Task statement: Reproduce the records that follow in full, excluding any picture they contain.
---
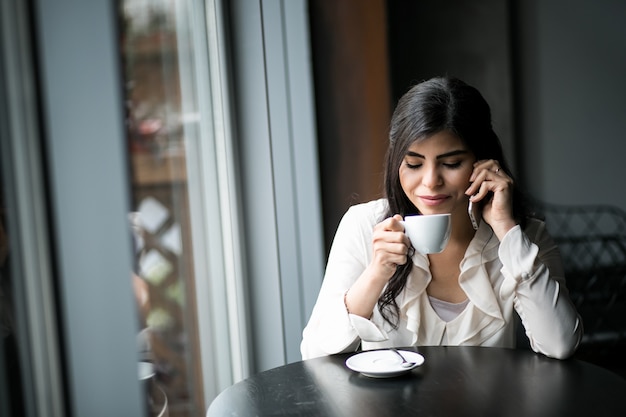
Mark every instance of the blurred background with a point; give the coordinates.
(173, 173)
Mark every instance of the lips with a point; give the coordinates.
(433, 200)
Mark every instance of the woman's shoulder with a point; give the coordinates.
(372, 211)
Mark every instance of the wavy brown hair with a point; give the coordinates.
(430, 107)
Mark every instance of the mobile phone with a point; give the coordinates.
(474, 212)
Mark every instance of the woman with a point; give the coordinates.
(377, 292)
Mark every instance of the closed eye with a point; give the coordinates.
(413, 166)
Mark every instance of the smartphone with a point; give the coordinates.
(474, 212)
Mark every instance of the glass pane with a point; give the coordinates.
(11, 401)
(153, 52)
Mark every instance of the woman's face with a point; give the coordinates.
---
Finished task:
Mark every instance of the blurred background with a point; give the coordinates.
(173, 173)
Mark every instance of the lips with a point; give the coordinates.
(433, 200)
Mark every instance of the woman's shoulder with a point; give the coordinates.
(372, 211)
Mark every instance of the wavy brown hair with a point; give the coordinates.
(430, 107)
Mark every instance of the mobile phone with a point; give the coordinates.
(474, 212)
Mark every instance of the woman with a point; give the coordinates.
(377, 292)
Mark every instance of the closed eye with a point; give the coordinates.
(413, 166)
Mark every instance of the smartphone with a point; give the coordinates.
(474, 212)
Mark every instance of the glass pane with a point; give the coordinates.
(11, 401)
(153, 52)
Mark every instance of the woman's face with a point; give the coordinates.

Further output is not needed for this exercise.